**What is expected**
Would you retype every record below exactly as written?

**Extracted records**
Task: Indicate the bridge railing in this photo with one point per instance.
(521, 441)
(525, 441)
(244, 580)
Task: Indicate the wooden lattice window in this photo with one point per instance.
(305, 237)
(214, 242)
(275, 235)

**Task answer**
Task: Indicate the bridge railing in this photo with one point per instance.
(521, 441)
(525, 441)
(244, 580)
Task: Indicate the wooden lattice window in this photo with one point per instance.
(305, 237)
(214, 242)
(275, 235)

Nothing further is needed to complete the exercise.